Records for this task:
┌──

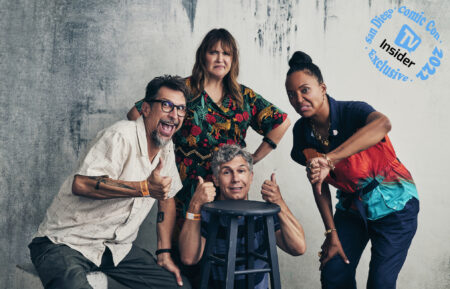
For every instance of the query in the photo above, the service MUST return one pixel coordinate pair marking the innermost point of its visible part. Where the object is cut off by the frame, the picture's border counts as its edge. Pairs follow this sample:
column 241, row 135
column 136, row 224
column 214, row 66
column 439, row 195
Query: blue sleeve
column 356, row 113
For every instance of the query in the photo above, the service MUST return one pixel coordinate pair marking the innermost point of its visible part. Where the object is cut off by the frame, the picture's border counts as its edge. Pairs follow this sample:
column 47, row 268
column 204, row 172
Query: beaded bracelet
column 270, row 142
column 192, row 216
column 159, row 251
column 329, row 231
column 144, row 188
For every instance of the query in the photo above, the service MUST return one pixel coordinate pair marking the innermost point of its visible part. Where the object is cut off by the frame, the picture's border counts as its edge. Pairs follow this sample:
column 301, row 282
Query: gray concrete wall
column 71, row 68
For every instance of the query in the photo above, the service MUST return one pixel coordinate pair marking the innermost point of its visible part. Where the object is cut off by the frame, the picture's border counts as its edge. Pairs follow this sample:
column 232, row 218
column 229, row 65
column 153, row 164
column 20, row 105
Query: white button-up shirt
column 88, row 225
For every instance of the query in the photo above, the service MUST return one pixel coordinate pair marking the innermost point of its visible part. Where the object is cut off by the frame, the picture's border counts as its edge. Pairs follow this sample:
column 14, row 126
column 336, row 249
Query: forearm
column 292, row 234
column 166, row 223
column 275, row 135
column 323, row 202
column 376, row 128
column 190, row 241
column 101, row 187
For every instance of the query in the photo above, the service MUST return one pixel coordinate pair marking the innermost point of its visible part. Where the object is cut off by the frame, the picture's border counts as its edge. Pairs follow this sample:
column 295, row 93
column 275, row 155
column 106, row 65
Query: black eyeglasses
column 168, row 106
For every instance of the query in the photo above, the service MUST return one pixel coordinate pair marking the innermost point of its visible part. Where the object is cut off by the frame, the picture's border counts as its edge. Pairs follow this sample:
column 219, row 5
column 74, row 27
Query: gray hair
column 227, row 153
column 173, row 82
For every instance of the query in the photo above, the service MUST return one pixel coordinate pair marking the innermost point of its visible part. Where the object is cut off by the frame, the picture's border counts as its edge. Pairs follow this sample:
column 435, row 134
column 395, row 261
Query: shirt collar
column 142, row 136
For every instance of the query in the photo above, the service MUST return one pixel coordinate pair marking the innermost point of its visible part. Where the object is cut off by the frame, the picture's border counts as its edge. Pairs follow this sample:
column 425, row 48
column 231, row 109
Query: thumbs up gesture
column 270, row 191
column 204, row 193
column 159, row 186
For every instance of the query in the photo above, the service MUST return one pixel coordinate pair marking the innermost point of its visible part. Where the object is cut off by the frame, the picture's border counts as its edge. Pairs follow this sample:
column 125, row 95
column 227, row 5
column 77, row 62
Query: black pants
column 61, row 267
column 390, row 237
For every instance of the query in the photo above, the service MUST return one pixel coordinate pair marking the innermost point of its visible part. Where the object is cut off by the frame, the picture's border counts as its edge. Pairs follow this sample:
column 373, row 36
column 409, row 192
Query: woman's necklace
column 323, row 139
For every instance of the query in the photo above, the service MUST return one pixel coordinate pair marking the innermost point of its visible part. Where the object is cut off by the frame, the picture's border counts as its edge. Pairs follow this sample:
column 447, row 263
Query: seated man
column 94, row 219
column 232, row 174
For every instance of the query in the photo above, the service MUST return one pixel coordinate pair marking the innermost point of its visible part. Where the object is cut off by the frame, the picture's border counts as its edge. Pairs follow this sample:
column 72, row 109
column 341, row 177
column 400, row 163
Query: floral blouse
column 207, row 126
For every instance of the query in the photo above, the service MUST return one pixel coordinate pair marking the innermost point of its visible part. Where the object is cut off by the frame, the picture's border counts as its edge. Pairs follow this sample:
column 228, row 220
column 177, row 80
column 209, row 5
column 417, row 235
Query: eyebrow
column 228, row 167
column 163, row 99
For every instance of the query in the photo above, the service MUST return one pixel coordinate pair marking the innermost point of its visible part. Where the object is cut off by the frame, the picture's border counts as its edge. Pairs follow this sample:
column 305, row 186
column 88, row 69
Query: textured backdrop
column 71, row 68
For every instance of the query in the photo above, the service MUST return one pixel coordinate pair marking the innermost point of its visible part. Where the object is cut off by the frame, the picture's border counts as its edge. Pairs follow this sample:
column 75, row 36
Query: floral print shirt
column 207, row 126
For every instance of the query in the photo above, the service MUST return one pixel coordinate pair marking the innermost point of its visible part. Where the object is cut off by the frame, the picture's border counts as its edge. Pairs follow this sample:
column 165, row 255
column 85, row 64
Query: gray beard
column 158, row 141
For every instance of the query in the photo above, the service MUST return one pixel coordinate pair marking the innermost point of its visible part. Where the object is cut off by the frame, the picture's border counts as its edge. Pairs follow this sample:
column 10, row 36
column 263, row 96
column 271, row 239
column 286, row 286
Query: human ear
column 145, row 109
column 216, row 182
column 323, row 87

└──

Work to do:
Can you recast everything from the start of the entries down to and including the line that contains "column 144, row 188" as a numbered list, with blank lines and the pictures left out?

Full output:
1. For every instance of the query in the photo above, the service MUST return one pixel coordinate pair marking the innermost point of its visible part. Where the object is cut off by the frame, the picture's border counts as its edge. Pairs follow this sample:
2. column 241, row 135
3. column 136, row 224
4. column 214, row 66
5. column 439, row 195
6. Query: blue sleeve
7. column 356, row 113
8. For every instance of the query in the photo above, the service MUST return one pixel coordinate pair marking the innermost point of its visible part. Where the object is cut off by the frame, the picture's border counts as its edge. Pairs follow this sample:
9. column 47, row 268
10. column 204, row 172
11. Query: beaded bracelet
12. column 270, row 142
13. column 192, row 216
14. column 159, row 251
15. column 329, row 231
16. column 144, row 188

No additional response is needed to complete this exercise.